── DATA EXTRACT
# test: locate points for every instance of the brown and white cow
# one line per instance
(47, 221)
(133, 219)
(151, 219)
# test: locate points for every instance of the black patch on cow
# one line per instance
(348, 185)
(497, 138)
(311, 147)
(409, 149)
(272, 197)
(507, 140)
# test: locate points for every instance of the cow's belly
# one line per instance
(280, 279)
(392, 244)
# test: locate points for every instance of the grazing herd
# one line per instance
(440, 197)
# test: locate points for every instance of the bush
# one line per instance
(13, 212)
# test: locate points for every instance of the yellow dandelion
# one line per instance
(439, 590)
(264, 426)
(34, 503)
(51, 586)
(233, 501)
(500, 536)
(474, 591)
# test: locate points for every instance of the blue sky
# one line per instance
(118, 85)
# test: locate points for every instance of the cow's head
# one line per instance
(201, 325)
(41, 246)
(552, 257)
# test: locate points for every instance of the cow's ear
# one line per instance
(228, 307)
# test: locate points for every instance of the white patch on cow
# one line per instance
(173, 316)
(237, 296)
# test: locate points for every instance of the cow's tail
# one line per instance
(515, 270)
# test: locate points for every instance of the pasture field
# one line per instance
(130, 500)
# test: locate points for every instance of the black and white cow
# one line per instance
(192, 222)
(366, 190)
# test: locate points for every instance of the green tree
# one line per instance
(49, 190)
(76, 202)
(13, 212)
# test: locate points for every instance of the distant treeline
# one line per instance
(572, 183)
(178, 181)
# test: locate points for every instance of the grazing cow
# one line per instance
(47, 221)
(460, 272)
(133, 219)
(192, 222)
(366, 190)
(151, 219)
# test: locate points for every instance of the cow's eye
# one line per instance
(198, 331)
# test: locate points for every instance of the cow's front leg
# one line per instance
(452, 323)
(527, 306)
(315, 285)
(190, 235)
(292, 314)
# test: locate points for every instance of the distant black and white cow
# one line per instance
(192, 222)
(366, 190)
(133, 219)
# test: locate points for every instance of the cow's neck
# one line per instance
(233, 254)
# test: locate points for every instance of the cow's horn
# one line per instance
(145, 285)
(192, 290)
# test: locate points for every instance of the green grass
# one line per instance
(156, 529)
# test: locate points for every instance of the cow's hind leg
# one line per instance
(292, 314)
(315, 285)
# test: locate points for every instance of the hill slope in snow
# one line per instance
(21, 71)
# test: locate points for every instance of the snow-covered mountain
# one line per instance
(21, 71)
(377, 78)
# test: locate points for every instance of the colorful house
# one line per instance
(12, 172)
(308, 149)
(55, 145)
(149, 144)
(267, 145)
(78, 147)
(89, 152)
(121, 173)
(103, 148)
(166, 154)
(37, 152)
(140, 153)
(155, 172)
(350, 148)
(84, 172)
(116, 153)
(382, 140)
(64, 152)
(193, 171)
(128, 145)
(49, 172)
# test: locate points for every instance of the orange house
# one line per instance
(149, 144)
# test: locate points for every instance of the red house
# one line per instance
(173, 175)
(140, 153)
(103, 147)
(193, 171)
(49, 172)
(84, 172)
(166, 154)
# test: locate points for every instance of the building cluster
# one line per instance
────
_WHAT THE EXERCISE ASKS_
Shift every point coordinate by -123 in the records from the line containing "# test: locate points for every instance of the colorful" through the end of the records, both ends included. Write out only those lines again, request lines unchanged.

_RESULT OF THIS TASK_
# test: locate points for every instance of the colorful house
# one line per instance
(-111, 49)
(185, 26)
(-68, 22)
(26, 21)
(144, 22)
(-45, 24)
(-34, 29)
(-2, 50)
(-20, 25)
(43, 31)
(-86, 29)
(17, 30)
(32, 49)
(227, 25)
(-39, 49)
(-7, 30)
(259, 17)
(-59, 29)
(70, 48)
(5, 22)
(-74, 49)
# test: locate points for every instance of the orange house
# one line per instance
(26, 21)
# test: locate points for every instance of the red house
# one line per instance
(50, 52)
(17, 30)
(-20, 24)
(70, 48)
(-74, 49)
(-39, 49)
(43, 31)
# test: locate points for every instance of the building cluster
# one line per instance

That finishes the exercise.